The data should be printed in full, character for character.
[Opening Provided records section]
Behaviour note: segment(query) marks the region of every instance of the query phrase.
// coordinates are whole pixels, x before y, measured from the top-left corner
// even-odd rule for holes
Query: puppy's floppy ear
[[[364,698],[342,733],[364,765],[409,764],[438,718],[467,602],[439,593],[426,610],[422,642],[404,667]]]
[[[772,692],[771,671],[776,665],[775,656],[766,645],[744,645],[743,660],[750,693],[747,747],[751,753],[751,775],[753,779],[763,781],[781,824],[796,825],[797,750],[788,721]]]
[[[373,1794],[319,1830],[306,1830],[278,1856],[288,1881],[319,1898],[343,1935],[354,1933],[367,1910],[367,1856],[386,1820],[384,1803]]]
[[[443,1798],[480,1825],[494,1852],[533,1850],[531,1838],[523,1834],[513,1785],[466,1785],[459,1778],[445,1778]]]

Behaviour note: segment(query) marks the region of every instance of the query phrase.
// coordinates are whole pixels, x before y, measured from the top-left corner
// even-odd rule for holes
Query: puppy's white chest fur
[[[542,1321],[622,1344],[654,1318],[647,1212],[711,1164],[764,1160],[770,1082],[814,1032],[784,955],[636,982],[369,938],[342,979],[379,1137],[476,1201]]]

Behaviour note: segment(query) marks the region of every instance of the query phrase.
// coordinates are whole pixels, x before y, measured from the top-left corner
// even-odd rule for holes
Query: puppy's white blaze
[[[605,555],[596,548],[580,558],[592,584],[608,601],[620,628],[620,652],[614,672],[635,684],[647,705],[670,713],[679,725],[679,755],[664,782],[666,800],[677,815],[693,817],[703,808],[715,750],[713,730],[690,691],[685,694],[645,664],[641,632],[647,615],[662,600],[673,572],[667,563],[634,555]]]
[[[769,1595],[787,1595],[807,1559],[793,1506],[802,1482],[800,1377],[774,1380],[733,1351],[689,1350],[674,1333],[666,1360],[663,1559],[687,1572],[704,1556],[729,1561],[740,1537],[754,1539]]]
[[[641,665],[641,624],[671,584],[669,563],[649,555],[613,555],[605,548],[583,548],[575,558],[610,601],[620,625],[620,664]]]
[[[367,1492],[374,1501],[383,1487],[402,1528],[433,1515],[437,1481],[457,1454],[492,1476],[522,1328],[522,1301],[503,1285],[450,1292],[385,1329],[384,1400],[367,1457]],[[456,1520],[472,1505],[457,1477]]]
[Closing Provided records section]
» Response box:
Behaviour note: segment(query) marks the region of every instance of the query phrase.
// coordinates are whole pixels, x before y, measured from the top-left corner
// even-odd rule for holes
Query: puppy's floppy ear
[[[364,698],[342,733],[364,765],[409,764],[438,718],[467,602],[439,593],[426,610],[422,642],[404,667]]]
[[[772,692],[771,671],[776,665],[775,656],[766,645],[744,645],[743,660],[750,693],[747,747],[751,753],[751,775],[753,779],[763,781],[781,824],[796,825],[797,750],[788,721]]]
[[[373,1794],[319,1830],[306,1830],[278,1856],[288,1881],[319,1898],[343,1935],[354,1933],[367,1910],[367,1856],[386,1820],[384,1803]]]
[[[443,1798],[480,1825],[494,1852],[533,1850],[531,1838],[523,1834],[513,1785],[466,1785],[459,1778],[445,1778]]]

Behaviour note: segment(query) marks the region of every instance of the query phrase.
// coordinates are whole pixels, x before y, measured from the top-left corner
// even-odd rule for holes
Query: puppy's white chest fur
[[[542,1321],[622,1344],[654,1318],[647,1212],[711,1164],[764,1160],[770,1082],[814,1032],[784,955],[636,982],[369,938],[342,979],[379,1137],[476,1201]]]

Behaviour note: segment(query) marks the region of every instance of the query phrase.
// coordinates are whole pixels, x before y, measured from the top-left corner
// even-odd rule for holes
Query: puppy's white blaze
[[[605,555],[596,548],[580,558],[592,584],[608,601],[620,628],[620,652],[614,672],[635,684],[647,705],[670,713],[679,725],[679,755],[664,782],[666,800],[677,815],[693,817],[703,808],[715,750],[713,730],[690,691],[685,694],[645,664],[641,632],[647,615],[662,600],[673,572],[667,563],[634,555]]]
[[[769,1595],[787,1595],[807,1559],[793,1506],[802,1482],[800,1377],[774,1380],[733,1351],[689,1350],[674,1333],[666,1360],[663,1559],[687,1572],[704,1556],[729,1561],[740,1537],[754,1539]]]
[[[641,665],[641,624],[671,584],[669,563],[649,555],[613,555],[605,548],[583,548],[575,558],[610,601],[620,625],[620,664]]]
[[[367,1492],[374,1501],[383,1487],[402,1528],[433,1515],[437,1481],[457,1454],[492,1476],[522,1328],[522,1301],[503,1285],[450,1292],[385,1329],[384,1400],[367,1457]],[[456,1520],[472,1505],[457,1477]]]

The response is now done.